Copia sin ningún cambio todas las líneas de los datos, de la primera a la última.

**** FILAS DE DATOS ****

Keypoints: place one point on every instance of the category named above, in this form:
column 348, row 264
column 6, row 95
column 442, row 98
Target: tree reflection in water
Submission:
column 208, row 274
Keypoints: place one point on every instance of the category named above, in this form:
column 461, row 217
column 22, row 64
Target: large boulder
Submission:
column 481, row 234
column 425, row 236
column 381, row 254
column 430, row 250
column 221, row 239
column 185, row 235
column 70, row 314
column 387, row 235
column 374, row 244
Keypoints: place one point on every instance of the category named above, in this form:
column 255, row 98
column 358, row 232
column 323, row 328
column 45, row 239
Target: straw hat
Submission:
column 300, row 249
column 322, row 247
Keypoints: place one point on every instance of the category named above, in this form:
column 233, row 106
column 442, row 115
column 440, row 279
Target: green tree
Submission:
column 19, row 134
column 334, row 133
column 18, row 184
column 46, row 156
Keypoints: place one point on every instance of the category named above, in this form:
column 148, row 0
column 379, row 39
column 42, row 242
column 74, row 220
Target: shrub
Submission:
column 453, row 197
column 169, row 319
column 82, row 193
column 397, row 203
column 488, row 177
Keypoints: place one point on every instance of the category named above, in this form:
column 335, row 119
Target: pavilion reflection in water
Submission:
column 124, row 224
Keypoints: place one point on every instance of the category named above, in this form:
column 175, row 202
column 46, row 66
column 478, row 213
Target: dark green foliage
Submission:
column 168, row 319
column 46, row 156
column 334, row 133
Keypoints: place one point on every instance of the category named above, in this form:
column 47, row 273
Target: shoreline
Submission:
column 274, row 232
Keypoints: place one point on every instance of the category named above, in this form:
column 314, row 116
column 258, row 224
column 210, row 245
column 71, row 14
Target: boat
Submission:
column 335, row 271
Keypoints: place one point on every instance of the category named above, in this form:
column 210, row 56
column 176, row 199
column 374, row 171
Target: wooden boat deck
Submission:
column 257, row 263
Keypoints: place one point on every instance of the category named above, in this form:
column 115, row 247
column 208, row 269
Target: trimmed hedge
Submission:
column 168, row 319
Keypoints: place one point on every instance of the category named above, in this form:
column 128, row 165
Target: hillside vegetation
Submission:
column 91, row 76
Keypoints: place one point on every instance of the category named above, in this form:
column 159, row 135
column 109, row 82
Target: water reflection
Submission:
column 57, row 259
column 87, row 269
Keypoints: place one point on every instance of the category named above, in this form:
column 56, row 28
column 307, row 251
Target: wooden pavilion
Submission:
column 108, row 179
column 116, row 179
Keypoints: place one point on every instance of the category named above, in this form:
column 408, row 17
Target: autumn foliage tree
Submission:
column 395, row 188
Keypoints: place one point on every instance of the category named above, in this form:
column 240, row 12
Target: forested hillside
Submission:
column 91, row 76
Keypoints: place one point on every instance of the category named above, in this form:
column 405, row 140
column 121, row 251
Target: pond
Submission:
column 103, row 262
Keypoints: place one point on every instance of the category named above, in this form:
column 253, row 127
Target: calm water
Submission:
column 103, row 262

****

**SOLUCIÓN DEL PROBLEMA**
Keypoints: place one point on every instance of the category named above, in this form:
column 348, row 264
column 6, row 95
column 442, row 98
Target: tree reflection in water
Submission:
column 208, row 274
Keypoints: place one point on every instance of the category named above, in this form:
column 461, row 217
column 22, row 64
Target: large boulder
Submission:
column 481, row 234
column 425, row 236
column 381, row 254
column 430, row 250
column 221, row 239
column 185, row 235
column 70, row 314
column 387, row 235
column 374, row 244
Keypoints: place one point on every instance of the category named above, in this form:
column 255, row 98
column 358, row 232
column 323, row 328
column 45, row 239
Target: straw hat
Submission:
column 300, row 249
column 322, row 247
Keypoints: place one point on every instance of the category named above, in this form:
column 233, row 106
column 442, row 115
column 440, row 279
Target: green tree
Submission:
column 19, row 134
column 334, row 133
column 18, row 184
column 46, row 156
Keypoints: place one point on every instance of the category named above, in this form:
column 148, row 0
column 379, row 39
column 42, row 242
column 74, row 220
Target: shrub
Submission:
column 453, row 197
column 169, row 319
column 82, row 193
column 397, row 203
column 488, row 177
Keypoints: place one point on every instance of the category named above, in this form:
column 335, row 119
Target: pavilion reflection in water
Submission:
column 124, row 224
Keypoints: place one point on every instance of the category named above, in this form:
column 175, row 202
column 46, row 66
column 478, row 213
Target: dark green foliage
Submission:
column 168, row 319
column 46, row 156
column 334, row 133
Keypoints: place one point on every instance of the category named above, in this form:
column 47, row 273
Target: shoreline
Submission:
column 274, row 232
Keypoints: place one point on every instance of the category named above, in this form:
column 314, row 116
column 258, row 224
column 210, row 245
column 71, row 14
Target: boat
Submission:
column 335, row 271
Keypoints: place one point on every instance of the category named above, in this form:
column 210, row 56
column 176, row 199
column 374, row 171
Target: wooden boat deck
Submission:
column 257, row 263
Keypoints: place one point on every instance of the category named above, in this form:
column 115, row 247
column 208, row 269
Target: trimmed hedge
Submission:
column 168, row 319
Keypoints: place one point on every instance of the category named above, in this form:
column 128, row 165
Target: hillside vegetation
Submission:
column 91, row 76
Keypoints: place one point on every instance of the category named above, in this form:
column 159, row 135
column 109, row 82
Target: water reflection
Submission:
column 57, row 259
column 87, row 269
Keypoints: place one point on every instance of the category named above, in this form:
column 56, row 28
column 307, row 251
Target: wooden pavilion
Submission:
column 108, row 179
column 116, row 179
Keypoints: place one point on every instance of the category named above, in this form:
column 408, row 17
Target: autumn foliage tree
Submission:
column 395, row 188
Keypoints: place one point on every instance of the category named above, in this form:
column 240, row 12
Target: forested hillside
Submission:
column 91, row 76
Keypoints: place one point on every instance of the category named above, in this form:
column 405, row 140
column 121, row 251
Target: pond
Submission:
column 103, row 262
Keypoints: place one point on every instance of the category named above, in this form:
column 253, row 127
Target: calm water
Submission:
column 103, row 262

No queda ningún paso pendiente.